Rows from a dataset:
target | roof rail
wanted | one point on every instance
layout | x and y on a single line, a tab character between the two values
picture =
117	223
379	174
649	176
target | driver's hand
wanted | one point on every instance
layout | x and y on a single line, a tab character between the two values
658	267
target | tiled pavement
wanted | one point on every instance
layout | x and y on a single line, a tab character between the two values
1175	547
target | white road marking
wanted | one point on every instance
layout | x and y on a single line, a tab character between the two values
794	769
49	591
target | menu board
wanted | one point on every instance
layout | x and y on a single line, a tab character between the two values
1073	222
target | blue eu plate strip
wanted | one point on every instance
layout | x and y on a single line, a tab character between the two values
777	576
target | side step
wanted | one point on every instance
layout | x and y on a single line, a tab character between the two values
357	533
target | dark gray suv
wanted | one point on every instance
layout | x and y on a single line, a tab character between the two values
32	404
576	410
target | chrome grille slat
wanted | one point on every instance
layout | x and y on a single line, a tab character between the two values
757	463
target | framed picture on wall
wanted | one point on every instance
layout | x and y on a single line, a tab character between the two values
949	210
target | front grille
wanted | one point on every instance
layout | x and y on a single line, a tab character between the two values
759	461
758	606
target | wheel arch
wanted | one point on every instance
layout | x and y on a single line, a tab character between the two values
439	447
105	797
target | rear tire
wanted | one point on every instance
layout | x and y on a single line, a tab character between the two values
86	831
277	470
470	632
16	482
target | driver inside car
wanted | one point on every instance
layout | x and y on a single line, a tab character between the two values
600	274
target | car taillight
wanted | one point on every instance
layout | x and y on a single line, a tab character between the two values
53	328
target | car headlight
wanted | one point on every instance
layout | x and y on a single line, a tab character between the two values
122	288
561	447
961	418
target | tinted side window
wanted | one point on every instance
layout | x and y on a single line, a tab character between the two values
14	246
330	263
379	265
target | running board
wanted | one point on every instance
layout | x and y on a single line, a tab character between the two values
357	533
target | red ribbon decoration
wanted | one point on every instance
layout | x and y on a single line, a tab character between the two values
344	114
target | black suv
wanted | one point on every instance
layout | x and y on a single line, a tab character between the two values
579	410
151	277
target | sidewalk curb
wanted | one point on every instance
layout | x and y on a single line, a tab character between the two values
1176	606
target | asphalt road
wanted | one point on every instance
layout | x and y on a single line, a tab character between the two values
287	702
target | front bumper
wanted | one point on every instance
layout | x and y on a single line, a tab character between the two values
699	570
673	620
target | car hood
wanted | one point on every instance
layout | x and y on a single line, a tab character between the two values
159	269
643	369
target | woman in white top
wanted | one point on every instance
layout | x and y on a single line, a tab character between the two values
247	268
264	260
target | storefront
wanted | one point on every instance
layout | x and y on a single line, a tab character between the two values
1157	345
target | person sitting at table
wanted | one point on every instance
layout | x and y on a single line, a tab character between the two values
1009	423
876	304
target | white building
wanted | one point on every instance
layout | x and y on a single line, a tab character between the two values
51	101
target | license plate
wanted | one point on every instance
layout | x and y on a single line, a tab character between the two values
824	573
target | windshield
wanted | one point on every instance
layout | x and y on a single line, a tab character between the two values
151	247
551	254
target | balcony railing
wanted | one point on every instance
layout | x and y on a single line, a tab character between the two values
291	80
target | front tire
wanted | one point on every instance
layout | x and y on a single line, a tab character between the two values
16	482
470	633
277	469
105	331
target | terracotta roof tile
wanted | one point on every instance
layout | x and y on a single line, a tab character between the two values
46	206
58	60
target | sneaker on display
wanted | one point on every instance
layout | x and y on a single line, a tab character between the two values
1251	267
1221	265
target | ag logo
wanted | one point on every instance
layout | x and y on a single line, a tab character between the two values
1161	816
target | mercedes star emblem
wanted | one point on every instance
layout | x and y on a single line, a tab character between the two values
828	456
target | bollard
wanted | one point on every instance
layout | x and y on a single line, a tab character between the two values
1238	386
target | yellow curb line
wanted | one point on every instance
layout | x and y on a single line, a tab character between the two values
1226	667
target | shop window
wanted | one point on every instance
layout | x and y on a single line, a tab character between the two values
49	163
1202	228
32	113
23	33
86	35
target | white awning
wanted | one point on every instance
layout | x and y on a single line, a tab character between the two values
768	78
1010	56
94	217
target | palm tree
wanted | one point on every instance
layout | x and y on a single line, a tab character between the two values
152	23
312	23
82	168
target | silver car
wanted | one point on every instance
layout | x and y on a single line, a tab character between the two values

> Task description:
Can you copy every line of the listing above without changing anything?

> Full solution:
target | roof rail
wanted | one point on every instance
layout | x and y on a single line, a tab character between the two values
picture =
117	223
379	174
649	176
target | driver's hand
wanted | one point on every instance
layout | x and y on a single line, a tab character between the two values
658	267
target | tiled pavement
wanted | one point on every instance
layout | x and y on a single line, a tab character between the two values
1175	547
target | white road marking
wanted | one point on every instance
layout | x and y on a single line, a tab character between the two values
794	769
49	591
target | menu board
wanted | one point on every instance
layout | x and y on a single line, a tab character between the two values
1073	222
target | blue eu plate strip
wanted | one point on every instance
layout | x and y on a single line, a tab character between the two values
777	576
target | side step
wanted | one point on every instance
layout | x and y on a single line, a tab character between the two values
357	533
target | dark gray suv
wanted | one point on every instance
layout | x and y on a single line, a tab character between the two values
32	404
576	410
target | chrome grille slat
wanted | one point on every instance
layout | x and y on a single line, a tab character between the two values
757	463
target | framed picture on wall
wanted | one point on every instance
layout | x and y on a single line, a tab character between the two values
949	210
target | front grille
wanted | one point on every instance
layout | x and y on a single line, a tab character between the two values
759	461
758	606
target | wheel arch
wanted | one point on every instance
layout | x and y on a single line, a tab character between the two values
439	447
105	797
target | rear tire
wanted | one point on every instance
layout | x and y on a single line, a tab character between the two values
86	831
277	470
470	632
16	482
target | driver inside car
wanted | one point on every instance
layout | x and y on a single line, a tab character between the two values
600	274
target | car taillight
wanted | one point on every instance
layout | x and y on a single line, a tab character between the two values
53	328
target | car headlight
wanted | one point on every instance
layout | x and y on a single line, a tab character between the two values
122	288
561	447
961	418
target | tinted side window
wanted | one point on every instance
layout | x and y on a single line, a tab character between the two values
14	246
330	263
379	265
target | running board
wanted | one point on every instance
layout | x and y on a single line, a tab character between the two values
357	533
target | red ribbon decoration
wanted | one point on every instance
layout | x and y on a single line, a tab character between the two values
344	114
target | black suv
wanted | one point on every instance
layout | x and y on a single line, a tab character between the two values
579	410
151	277
target | sidewalk curb
wanted | one point on every instance
layout | x and y on a single line, a tab character between the two values
1176	606
target | asphalt road
wanted | one point on every instance
layout | x and y on a single line, a tab character between the two values
287	702
target | front bumper
wanted | one point on every instance
layout | x and y on a single line, a tab character between the two values
699	570
673	620
target | car hood
wanted | one point on every instance
layout | x and y on a single line, a tab character between the two values
159	269
643	369
target | woman in white top
wanted | one point on every instance
layout | x and y on a single line, a tab character between the two values
247	268
264	260
target | storefront
wanted | one point on every instance
layout | x and y on a single line, a tab character between the two values
1157	345
target | person sitting at table
wanted | one point on every instance
layout | x and y on a single line, a tab character between the two values
1009	423
876	304
target | white building
wanted | one point on every instance
layout | x and y on a single line, a tab character between the two values
51	101
target | license plate
wanted | one point on every instance
layout | x and y on a single line, a tab character between the two values
824	573
target | windshield
wanted | one point on every instance
layout | x and y on a single line, a tab character between the two values
151	247
551	254
target | balcony railing
wanted | one point on every instance
layout | x and y on a single line, a tab character between the two values
291	80
target | front tire
wanted | one point on every instance
layout | x and y on a single line, a tab character between the two values
16	482
470	633
277	469
105	331
target | terracotta roof tile
wanted | one point on every instance
layout | x and y on a single line, a tab character between the two values
46	206
58	60
target | sneaker on display
wanted | one point on every instance
layout | x and y on a single line, a tab character between the two values
1251	267
1221	265
target | ag logo
wanted | one point on every instance
layout | x and y on a single line, a tab character between the two values
1161	816
target | mercedes star emblem
wanted | one point on every instance
layout | x and y on a single line, a tab character between the two values
828	456
target | bollard
wanted | one point on every instance
layout | x and y on a single line, a tab character between the two values
1238	386
target | yellow curb line
wanted | one point on every instance
layout | x and y on a single line, a tab character between the two values
1226	667
target | shop window
wanted | one point on every instance
layout | x and y on a single line, a tab character between the two values
49	163
1202	228
32	113
23	33
86	35
target | white awning
wanted | one point on every instance
layout | x and y on a single line, a tab character between the two values
768	78
1010	56
94	217
target | palm tree
wanted | one point on every instance
layout | x and y on a single line, a tab character between the two values
152	23
312	23
82	168
target | silver car
wanted | one point on every instance
layout | x and y on a single line, a tab character between the two values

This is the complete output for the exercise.